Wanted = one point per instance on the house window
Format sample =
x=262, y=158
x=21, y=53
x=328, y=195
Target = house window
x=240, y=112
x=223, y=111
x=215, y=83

▶ WHAT YOU NEED TO DO: Output the complete data exactly as written.

▶ RESULT OF THE EXERCISE:
Wanted = one point per instance on the house window
Format sample =
x=262, y=158
x=21, y=53
x=328, y=195
Target = house window
x=240, y=112
x=223, y=111
x=215, y=83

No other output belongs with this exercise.